[PROBLEM REQUIREMENTS] Extract every line of the listing below and reproduce each one word for word, in the same order.

[RECORDS TO USE]
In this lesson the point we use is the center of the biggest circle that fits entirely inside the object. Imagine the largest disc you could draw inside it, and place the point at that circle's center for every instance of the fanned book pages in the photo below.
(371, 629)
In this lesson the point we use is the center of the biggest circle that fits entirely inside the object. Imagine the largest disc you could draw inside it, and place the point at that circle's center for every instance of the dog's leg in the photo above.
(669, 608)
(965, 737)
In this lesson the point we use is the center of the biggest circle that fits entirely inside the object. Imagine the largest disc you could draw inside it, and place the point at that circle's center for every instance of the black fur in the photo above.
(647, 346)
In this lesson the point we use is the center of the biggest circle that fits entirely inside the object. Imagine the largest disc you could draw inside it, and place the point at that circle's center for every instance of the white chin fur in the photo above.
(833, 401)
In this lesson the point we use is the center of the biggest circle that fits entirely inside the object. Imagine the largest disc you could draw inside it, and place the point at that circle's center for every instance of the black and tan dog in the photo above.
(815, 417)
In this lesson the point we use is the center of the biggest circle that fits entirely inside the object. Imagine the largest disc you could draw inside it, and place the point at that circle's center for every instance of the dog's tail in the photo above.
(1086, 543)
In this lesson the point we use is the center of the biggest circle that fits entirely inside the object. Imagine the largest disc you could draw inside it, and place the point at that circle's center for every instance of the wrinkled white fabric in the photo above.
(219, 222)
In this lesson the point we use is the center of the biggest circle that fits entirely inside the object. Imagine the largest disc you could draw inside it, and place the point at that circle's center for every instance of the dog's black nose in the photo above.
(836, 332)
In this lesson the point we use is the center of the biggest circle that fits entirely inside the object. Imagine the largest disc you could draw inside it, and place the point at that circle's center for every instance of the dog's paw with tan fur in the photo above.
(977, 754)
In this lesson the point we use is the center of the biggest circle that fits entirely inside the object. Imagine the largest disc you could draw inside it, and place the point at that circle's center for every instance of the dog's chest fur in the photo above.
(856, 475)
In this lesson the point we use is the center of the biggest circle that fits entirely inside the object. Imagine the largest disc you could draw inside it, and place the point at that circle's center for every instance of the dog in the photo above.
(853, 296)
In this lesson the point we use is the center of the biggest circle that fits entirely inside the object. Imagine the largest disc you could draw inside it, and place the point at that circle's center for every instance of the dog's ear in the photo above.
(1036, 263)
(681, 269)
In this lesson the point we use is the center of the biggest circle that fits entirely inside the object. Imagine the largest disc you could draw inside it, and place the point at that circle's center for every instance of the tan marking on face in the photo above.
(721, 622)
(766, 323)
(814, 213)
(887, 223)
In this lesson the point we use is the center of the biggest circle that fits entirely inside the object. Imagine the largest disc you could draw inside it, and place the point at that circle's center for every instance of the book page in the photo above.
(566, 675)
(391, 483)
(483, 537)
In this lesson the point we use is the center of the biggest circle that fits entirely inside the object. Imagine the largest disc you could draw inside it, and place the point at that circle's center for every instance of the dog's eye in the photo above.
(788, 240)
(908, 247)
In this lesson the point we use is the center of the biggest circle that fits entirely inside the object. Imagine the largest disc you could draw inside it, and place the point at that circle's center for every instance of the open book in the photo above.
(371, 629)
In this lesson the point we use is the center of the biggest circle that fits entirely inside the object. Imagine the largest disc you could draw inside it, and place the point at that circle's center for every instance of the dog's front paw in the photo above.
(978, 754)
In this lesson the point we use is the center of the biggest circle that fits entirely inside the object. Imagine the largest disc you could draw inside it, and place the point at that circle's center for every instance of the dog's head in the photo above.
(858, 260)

[OUTPUT]
In this lesson the point we use is the center of the biggest circle that fits entirely inside the object. Imagine the largest disc you could draw inside it, and place the point at that circle's center for every instance of the fanned book pages in the photo below.
(371, 629)
In this lesson the point we use is the center of the biggest circle that fits entirely inside the object. Imagine the largest disc you could draw inside it, and place the point at that circle's center for every instance of the dog's leg in the photo above.
(669, 608)
(965, 737)
In this lesson the point we use is the center of the biggest circle that fits entirely inside the object. Imagine the largest disc you could draw inside it, and place the point at that circle's center for every instance of the black fur in the photo above.
(647, 346)
In this lesson the point we use is the center of the biggest circle that fits entirely inside the object. Imagine the largest disc you could draw inside it, and place the point at that circle's center for every instance of the white chin fur in the photo above.
(833, 401)
In this lesson the point we use is the center of the biggest circle that fits entirely inside the object. Imagine the largest disc you could draw inside it, and place the point at that circle's center for every instance of the black and tan dog in the photo above.
(815, 417)
In this lesson the point we use is the center of the biggest circle that fits entirely inside the object. Imagine the largest disc you could draw inside it, and place the point at that circle's center for every instance of the dog's tail in the photo above.
(1086, 543)
In this lesson the point we use is the center of the biggest circle that fits entirely inside the object. Imagine the largest disc you could draw inside it, and place the point at that circle's center for every instance of the wrinkled white fabric in the photo above.
(219, 222)
In this lesson the point we use is the center of the biggest circle that fits entirely inside the object. Imagine the largest disc you could draw inside it, and place the point at that circle's center for every instance of the dog's black nose in the photo above.
(836, 332)
In this lesson the point we use is the center of the biggest circle that fits entirely inside the object. Imagine the largest disc you could draw inside it, and place the point at that circle's center for every instance of the dog's paw with tan fur in the photo above.
(977, 754)
In this lesson the point we use is the center of the biggest circle that fits entirely inside the object. Imagine the largest disc you could draw inside it, and place the point at that circle's center for every instance of the dog's chest fur in the photo above.
(856, 475)
In this lesson the point we use is the center of the biggest circle that fits entirely inside the object. Imagine the largest disc you could draw inside it, and place the point at that circle's center for every instance of the dog in the photo above.
(853, 296)
In this lesson the point we use is the center of the biggest circle that fits entirely inside the object. Imagine the largest disc you could draw inside it, and place the point at that circle's center for every instance of the dog's ear in the photo above.
(1036, 263)
(681, 269)
In this lesson the point we use is the center of the biggest circle that fits entirely inside the object. Imagine the largest disc you could draw inside it, and place the point at that circle's center for every instance of the tan marking on face in the photo above.
(721, 622)
(766, 323)
(814, 213)
(887, 223)
In this lesson the point we use is the center of the biggest circle that fits entirely inside the object. Imagine the largest disc you could draw inside it, and place the point at that circle's center for every instance of the book page in the photo above.
(566, 675)
(391, 483)
(483, 537)
In this lesson the point we use is the center of the biggest circle that fits entirely inside the object. Imagine the largest disc you could draw inside it, and place the point at that circle's center for every instance of the dog's eye in the photo above.
(788, 240)
(908, 247)
In this lesson the point we use is the center of the biggest circle that fits entirely inside the object. Imagine the largest disc you could draw inside it, and place the point at that circle's center for every instance of the open book in the photo above.
(371, 629)
In this lesson the point we use is the center of the biggest circle that fits entirely inside the object. Imagine the largest disc you could draw inside it, and place the point at that circle's center for every instance of the dog's front paw in the photo above.
(978, 754)
In this lesson the point we use is the center of the biggest circle that fits entirely inside the object. Imagine the largest disc you could draw inside it, and place the point at that circle's center for every instance of the dog's head in the photo above.
(858, 260)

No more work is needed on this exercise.